- TEXTO DEL EJERCICIO -

◆ ◆ ◆ ◆ ◆ ◆ ◆

Washington, D.C., amaneció un lunes de agosto con un anuncio que parecía sacado de un escenario de crisis: la Guardia Nacional patrullaría las calles y el presidente de Estados Unidos asumiría control de la policía local. Pero no había un huracán, un atentado, ni una ola de violencia sin precedentes. Había, sí, un Donald Trump decidido a colocar su sello de “mano dura” en la agenda nacional e internacional.
Invocando la sección 740 del Home Rule Act, Trump declaró una emergencia de seguridad pública, desplegó 800 efectivos y asumió temporalmente la dirección del Departamento de Policía Metropolitana de Washington. Las imágenes fueron potentes: uniformes, vehículos militares, calles vigiladas. El mensaje, inequívoco: “donde otros fallan, yo actúo”.
Sin embargo, los datos oficiales cuentan otra historia. Los delitos violentos en la capital estadounidense han disminuido notablemente en los últimos dos años, alcanzando cifras históricamente bajas. El despliegue no responde a una escalada real de inseguridad, sino a la construcción de un escenario político que sirva a sus objetivos estratégicos.
El primero de ellos es activar a su base electoral de cara a las elecciones de medio término de 2026. Ese año se renovará toda la Cámara de Representantes, un tercio del Senado y varias gubernaturas. Una mayoría republicana en el Congreso le permitiría a Trump blindar su agenda y reducir la capacidad de bloqueo demócrata. Medidas como esta —visibles, disruptivas y cargadas de simbolismo— son eficaces para movilizar a sus votantes.
El segundo objetivo es controlar la narrativa. Trump entiende que, en política, la percepción puede pesar más que la realidad. Al comparar a Washington con Ciudad de México, Bogotá o Bagdad, no busca precisión estadística, sino provocar, dramatizar y garantizar que la conversación pública se centre en su acción. Las cifras quedan relegadas; las imágenes de soldados en la calle se imponen como verdad visual.

◆ ◆ ◆ ◆ ◆ ◆ ◆

- LISTADO -
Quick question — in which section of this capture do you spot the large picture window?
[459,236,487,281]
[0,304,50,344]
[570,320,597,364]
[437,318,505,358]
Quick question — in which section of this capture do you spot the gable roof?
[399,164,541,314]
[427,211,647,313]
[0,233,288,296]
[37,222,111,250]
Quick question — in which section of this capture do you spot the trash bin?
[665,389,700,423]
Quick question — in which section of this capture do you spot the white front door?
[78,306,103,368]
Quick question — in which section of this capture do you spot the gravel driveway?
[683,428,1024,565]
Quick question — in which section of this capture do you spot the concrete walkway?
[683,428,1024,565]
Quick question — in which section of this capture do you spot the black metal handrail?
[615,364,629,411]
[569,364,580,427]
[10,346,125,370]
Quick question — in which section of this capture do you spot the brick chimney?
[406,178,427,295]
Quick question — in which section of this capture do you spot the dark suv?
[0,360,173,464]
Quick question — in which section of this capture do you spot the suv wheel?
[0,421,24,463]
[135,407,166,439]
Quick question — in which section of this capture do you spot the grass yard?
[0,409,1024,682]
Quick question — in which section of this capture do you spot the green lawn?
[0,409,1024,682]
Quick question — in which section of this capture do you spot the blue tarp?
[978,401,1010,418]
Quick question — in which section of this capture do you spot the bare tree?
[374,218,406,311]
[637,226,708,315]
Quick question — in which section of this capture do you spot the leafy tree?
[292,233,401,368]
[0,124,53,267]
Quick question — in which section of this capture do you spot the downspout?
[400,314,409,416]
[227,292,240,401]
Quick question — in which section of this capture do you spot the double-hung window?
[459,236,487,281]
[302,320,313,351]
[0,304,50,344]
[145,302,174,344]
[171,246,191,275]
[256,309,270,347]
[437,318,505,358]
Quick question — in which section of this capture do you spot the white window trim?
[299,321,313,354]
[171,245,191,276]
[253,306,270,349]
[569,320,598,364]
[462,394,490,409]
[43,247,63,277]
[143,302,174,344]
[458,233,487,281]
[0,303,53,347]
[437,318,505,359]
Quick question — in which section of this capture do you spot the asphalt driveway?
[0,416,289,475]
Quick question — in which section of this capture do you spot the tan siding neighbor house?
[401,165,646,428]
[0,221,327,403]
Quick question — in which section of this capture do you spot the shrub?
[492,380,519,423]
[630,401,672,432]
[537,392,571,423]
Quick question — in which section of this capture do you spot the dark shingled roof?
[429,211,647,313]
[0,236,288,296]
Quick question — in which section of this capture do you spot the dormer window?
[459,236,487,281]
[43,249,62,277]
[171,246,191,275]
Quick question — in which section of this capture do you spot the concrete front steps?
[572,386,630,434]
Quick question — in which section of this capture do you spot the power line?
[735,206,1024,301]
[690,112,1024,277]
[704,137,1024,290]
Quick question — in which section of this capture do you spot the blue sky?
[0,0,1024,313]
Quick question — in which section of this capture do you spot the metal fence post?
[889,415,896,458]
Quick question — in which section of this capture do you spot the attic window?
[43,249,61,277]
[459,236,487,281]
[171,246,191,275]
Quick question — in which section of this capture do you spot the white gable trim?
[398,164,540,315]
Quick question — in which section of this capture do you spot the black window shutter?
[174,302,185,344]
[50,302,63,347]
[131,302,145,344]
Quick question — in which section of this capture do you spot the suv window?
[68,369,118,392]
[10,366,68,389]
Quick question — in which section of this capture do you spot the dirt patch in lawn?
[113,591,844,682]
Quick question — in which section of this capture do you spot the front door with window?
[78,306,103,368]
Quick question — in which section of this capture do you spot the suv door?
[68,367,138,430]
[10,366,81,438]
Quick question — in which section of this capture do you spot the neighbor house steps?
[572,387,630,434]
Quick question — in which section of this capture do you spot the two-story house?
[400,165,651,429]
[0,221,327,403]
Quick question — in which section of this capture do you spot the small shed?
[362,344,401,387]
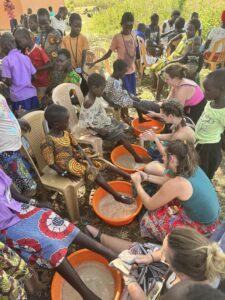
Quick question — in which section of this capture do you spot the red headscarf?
[221,10,225,24]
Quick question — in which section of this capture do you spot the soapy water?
[61,261,115,300]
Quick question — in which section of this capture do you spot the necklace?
[70,35,79,65]
[121,33,136,59]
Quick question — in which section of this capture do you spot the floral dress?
[0,242,31,300]
[41,131,104,177]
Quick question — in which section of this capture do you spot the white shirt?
[0,95,21,153]
[207,27,225,52]
[50,16,67,35]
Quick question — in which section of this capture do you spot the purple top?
[0,169,22,230]
[2,49,37,102]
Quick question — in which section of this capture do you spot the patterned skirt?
[0,204,80,269]
[0,242,31,300]
[140,201,218,242]
[0,151,37,194]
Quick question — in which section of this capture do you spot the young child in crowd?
[0,33,39,112]
[167,36,204,81]
[103,59,154,121]
[62,13,89,96]
[90,12,137,95]
[47,49,81,94]
[195,68,225,179]
[28,14,41,45]
[37,8,62,61]
[78,73,149,163]
[41,104,133,204]
[14,28,52,100]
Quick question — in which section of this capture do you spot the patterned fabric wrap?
[0,151,37,194]
[0,204,80,269]
[0,243,31,300]
[129,243,169,299]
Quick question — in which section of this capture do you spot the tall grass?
[65,0,225,37]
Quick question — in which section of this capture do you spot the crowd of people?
[0,1,225,300]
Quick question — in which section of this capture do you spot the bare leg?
[95,174,134,204]
[86,225,132,254]
[144,161,165,176]
[120,134,147,163]
[156,76,165,101]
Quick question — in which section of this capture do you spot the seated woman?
[0,169,115,300]
[134,140,220,241]
[87,225,225,300]
[204,10,225,61]
[150,63,206,124]
[41,104,133,203]
[140,100,195,165]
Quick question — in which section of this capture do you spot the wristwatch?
[61,171,68,177]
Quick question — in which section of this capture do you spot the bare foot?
[114,195,134,204]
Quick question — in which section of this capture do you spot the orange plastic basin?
[51,249,122,300]
[92,181,142,226]
[131,116,165,136]
[111,144,151,174]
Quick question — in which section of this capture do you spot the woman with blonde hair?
[87,225,225,300]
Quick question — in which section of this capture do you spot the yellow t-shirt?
[61,33,89,68]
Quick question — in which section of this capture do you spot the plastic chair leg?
[62,184,81,223]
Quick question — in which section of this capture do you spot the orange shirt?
[61,33,89,68]
[110,33,137,74]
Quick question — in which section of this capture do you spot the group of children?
[0,4,225,300]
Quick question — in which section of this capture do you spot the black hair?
[87,73,105,89]
[44,104,69,127]
[137,23,146,32]
[160,280,225,300]
[37,8,49,18]
[113,59,127,71]
[171,9,180,17]
[58,48,71,59]
[29,14,37,23]
[206,68,225,89]
[191,11,199,18]
[188,19,201,31]
[174,17,185,29]
[69,13,82,24]
[120,12,134,25]
[151,14,159,21]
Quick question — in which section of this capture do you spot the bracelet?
[60,171,68,177]
[29,198,38,206]
[150,253,155,262]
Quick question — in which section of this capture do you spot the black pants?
[196,141,222,179]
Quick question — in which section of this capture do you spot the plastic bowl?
[131,116,165,136]
[51,249,122,300]
[92,181,142,226]
[111,144,151,174]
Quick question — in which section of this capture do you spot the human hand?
[18,119,31,132]
[135,254,152,265]
[140,129,157,141]
[130,172,142,185]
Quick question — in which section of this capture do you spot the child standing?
[41,104,133,204]
[78,73,149,163]
[14,28,51,99]
[0,33,39,112]
[37,8,62,61]
[62,13,89,96]
[90,12,137,95]
[195,68,225,179]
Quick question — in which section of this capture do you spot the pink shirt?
[110,33,137,74]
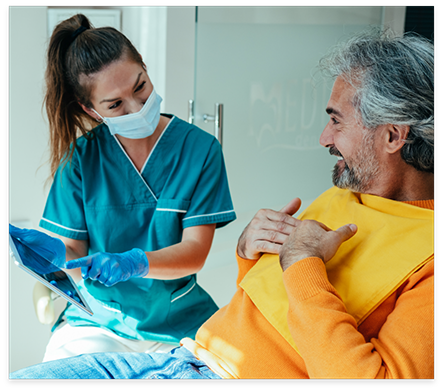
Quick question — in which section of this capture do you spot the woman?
[27,14,235,361]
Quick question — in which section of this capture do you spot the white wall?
[9,7,50,371]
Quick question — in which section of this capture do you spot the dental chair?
[32,282,60,324]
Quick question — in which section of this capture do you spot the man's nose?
[320,122,334,147]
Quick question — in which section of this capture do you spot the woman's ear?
[386,124,409,153]
[78,102,103,122]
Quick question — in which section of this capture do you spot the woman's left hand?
[66,248,149,287]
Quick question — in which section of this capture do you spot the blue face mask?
[92,89,163,139]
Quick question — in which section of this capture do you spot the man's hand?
[280,220,357,271]
[237,198,301,259]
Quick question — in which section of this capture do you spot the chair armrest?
[32,282,55,324]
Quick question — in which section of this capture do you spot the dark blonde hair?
[44,14,143,178]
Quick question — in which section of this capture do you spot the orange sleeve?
[235,250,258,288]
[283,257,434,378]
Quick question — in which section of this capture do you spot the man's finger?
[280,197,301,216]
[335,224,357,243]
[65,255,92,269]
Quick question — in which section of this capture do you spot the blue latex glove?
[9,224,66,274]
[66,248,149,287]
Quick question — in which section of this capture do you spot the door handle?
[203,103,223,147]
[188,99,223,147]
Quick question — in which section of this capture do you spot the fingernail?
[349,224,357,232]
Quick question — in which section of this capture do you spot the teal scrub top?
[40,114,236,343]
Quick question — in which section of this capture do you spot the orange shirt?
[182,200,434,378]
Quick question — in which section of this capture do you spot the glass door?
[194,6,384,306]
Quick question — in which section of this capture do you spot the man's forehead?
[326,76,355,118]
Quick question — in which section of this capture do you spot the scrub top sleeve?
[182,139,236,228]
[39,158,88,240]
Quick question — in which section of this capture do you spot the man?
[13,28,434,378]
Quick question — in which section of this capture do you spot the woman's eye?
[135,81,146,92]
[109,100,122,110]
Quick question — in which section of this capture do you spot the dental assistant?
[36,14,235,361]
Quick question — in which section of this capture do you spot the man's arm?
[280,221,434,378]
[283,258,434,379]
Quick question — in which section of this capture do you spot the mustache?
[329,146,343,157]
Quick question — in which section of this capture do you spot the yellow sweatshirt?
[182,196,434,378]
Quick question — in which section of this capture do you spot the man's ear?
[78,102,103,122]
[386,124,409,153]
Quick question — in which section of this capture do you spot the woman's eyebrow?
[99,72,143,104]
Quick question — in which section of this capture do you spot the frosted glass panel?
[195,7,383,214]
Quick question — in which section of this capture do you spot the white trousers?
[43,322,179,362]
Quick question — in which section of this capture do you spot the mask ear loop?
[91,108,105,124]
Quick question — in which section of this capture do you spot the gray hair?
[319,28,434,173]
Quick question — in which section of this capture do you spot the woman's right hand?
[9,224,66,274]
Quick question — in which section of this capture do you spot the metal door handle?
[188,99,223,147]
[203,103,223,147]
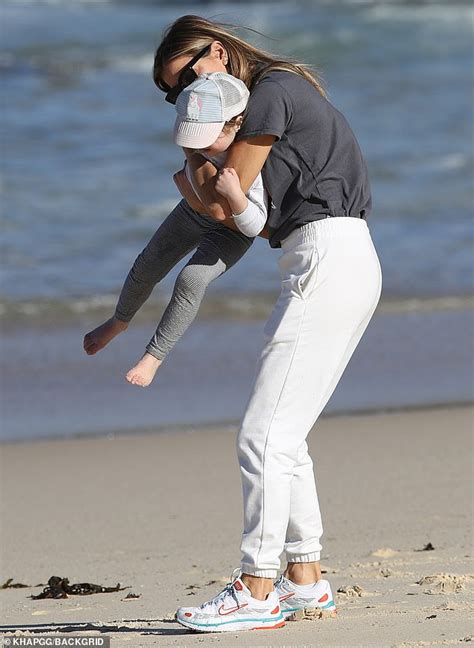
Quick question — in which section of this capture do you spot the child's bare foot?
[84,316,128,355]
[125,353,162,387]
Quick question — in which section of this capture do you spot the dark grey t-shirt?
[236,70,372,247]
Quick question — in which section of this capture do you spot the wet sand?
[0,407,474,648]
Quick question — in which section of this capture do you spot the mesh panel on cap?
[219,79,242,108]
[212,72,249,117]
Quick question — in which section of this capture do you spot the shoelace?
[200,567,242,610]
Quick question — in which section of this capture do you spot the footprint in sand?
[372,547,400,558]
[416,574,474,594]
[337,585,374,598]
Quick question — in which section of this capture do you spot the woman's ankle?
[241,574,275,601]
[283,562,322,585]
[110,315,128,331]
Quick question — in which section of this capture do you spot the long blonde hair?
[153,15,327,97]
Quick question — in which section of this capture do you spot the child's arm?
[215,168,268,237]
[184,135,277,227]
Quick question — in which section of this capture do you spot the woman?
[154,16,382,631]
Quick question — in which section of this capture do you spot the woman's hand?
[214,167,243,200]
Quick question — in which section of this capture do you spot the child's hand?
[215,167,242,199]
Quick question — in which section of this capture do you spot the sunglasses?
[160,43,212,104]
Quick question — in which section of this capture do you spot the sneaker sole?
[282,607,337,621]
[176,616,285,632]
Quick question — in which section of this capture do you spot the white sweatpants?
[237,217,382,578]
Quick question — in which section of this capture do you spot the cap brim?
[173,117,225,149]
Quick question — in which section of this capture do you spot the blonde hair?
[153,15,327,97]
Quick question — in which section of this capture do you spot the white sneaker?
[275,574,337,621]
[176,570,285,632]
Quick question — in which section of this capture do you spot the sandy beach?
[0,407,474,648]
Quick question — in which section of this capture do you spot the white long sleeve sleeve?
[232,185,268,238]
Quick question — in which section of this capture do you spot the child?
[84,72,268,387]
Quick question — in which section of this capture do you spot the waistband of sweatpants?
[281,216,369,251]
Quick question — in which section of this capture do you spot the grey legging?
[115,200,254,360]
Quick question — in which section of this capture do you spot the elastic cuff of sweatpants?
[145,344,166,360]
[285,551,321,562]
[240,563,278,579]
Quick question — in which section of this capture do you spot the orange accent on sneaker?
[279,592,295,603]
[218,603,248,616]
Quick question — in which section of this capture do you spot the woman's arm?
[184,135,276,229]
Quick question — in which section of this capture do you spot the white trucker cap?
[174,72,250,149]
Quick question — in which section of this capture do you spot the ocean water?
[0,0,474,435]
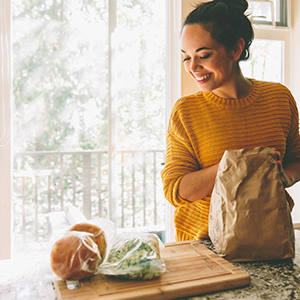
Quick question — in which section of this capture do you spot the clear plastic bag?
[95,233,166,280]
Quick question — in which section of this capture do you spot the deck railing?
[13,150,165,246]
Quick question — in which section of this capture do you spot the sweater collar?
[200,79,261,109]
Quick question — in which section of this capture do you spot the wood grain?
[54,241,250,300]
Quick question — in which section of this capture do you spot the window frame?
[0,0,12,259]
[248,0,289,27]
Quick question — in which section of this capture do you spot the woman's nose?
[190,58,203,72]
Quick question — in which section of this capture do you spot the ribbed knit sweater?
[161,79,300,241]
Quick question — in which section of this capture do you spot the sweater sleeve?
[161,99,199,207]
[283,87,300,164]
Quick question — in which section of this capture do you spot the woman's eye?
[200,54,210,59]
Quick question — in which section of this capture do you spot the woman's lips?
[195,73,211,84]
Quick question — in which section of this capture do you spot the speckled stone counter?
[182,230,300,300]
[0,230,300,300]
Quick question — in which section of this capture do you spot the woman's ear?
[233,38,245,61]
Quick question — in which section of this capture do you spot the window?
[241,0,291,86]
[247,0,288,27]
[12,0,166,255]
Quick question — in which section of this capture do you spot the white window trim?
[165,0,182,243]
[0,0,12,259]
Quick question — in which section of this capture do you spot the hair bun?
[214,0,248,13]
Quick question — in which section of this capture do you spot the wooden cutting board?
[54,241,250,300]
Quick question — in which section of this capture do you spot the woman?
[161,0,300,241]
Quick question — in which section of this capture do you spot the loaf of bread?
[70,223,107,262]
[51,223,107,280]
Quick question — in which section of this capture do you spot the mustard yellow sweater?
[161,80,300,241]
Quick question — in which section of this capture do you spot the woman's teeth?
[195,74,210,81]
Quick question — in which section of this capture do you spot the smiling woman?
[161,0,300,241]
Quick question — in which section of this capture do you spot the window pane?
[240,39,284,83]
[12,0,166,254]
[247,0,287,26]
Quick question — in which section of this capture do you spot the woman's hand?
[275,151,294,188]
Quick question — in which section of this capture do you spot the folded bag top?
[209,147,295,261]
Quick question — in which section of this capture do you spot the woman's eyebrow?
[181,47,211,53]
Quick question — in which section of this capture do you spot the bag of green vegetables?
[95,232,166,280]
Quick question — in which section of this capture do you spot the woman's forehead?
[181,24,219,53]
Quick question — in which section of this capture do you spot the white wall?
[289,0,300,223]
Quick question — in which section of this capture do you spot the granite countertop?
[188,230,300,300]
[0,230,300,300]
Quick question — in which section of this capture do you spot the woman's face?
[181,24,237,97]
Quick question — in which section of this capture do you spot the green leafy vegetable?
[97,233,166,280]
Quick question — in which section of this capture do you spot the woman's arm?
[278,161,300,188]
[178,164,219,202]
[275,151,300,188]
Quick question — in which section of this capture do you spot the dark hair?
[182,0,254,61]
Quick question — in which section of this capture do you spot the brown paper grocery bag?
[209,147,295,261]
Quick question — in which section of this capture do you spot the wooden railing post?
[82,153,92,219]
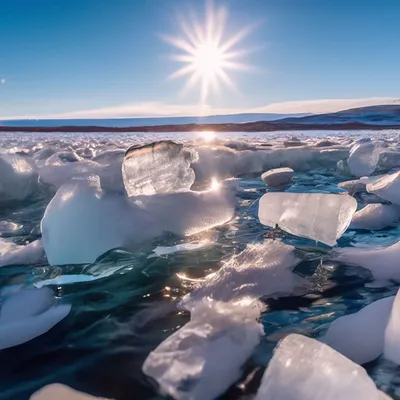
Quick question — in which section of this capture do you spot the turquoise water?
[0,132,400,400]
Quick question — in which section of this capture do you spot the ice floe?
[0,288,71,349]
[331,242,400,283]
[367,172,400,205]
[384,290,400,364]
[0,153,38,203]
[347,142,382,177]
[122,141,197,196]
[0,239,44,267]
[143,299,263,400]
[261,168,294,186]
[30,383,111,400]
[41,177,236,265]
[255,334,388,400]
[320,296,394,364]
[258,193,357,246]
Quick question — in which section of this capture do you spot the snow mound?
[255,334,387,400]
[143,300,263,400]
[258,193,357,246]
[122,141,197,196]
[0,288,71,349]
[41,177,236,265]
[181,240,306,309]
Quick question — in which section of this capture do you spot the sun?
[163,0,251,103]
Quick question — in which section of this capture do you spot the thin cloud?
[0,97,400,120]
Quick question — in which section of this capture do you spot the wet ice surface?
[0,131,400,400]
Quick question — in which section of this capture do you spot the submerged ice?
[181,240,307,309]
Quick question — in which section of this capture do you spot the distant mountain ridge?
[0,101,400,132]
[0,113,310,128]
[277,104,400,125]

◆ ◆ ◆ ◆ ◆ ◆ ◆

- SU TAREA -
Cite el fragmento del texto sobre el despliegue de la Guardia Nacional en Washington que empieza en las palabras "Sin embargo, los" y concluye después de "sus objetivos estratégicos.". El listado es material independiente del texto.

- SOLUCIÓN ESCRITA -
Sin embargo, los datos oficiales cuentan otra historia. Los delitos violentos en la capital estadounidense han disminuido notablemente en los últimos dos años, alcanzando cifras históricamente bajas. El despliegue no responde a una escalada real de inseguridad, sino a la construcción de un escenario político que sirva a sus objetivos estratégicos.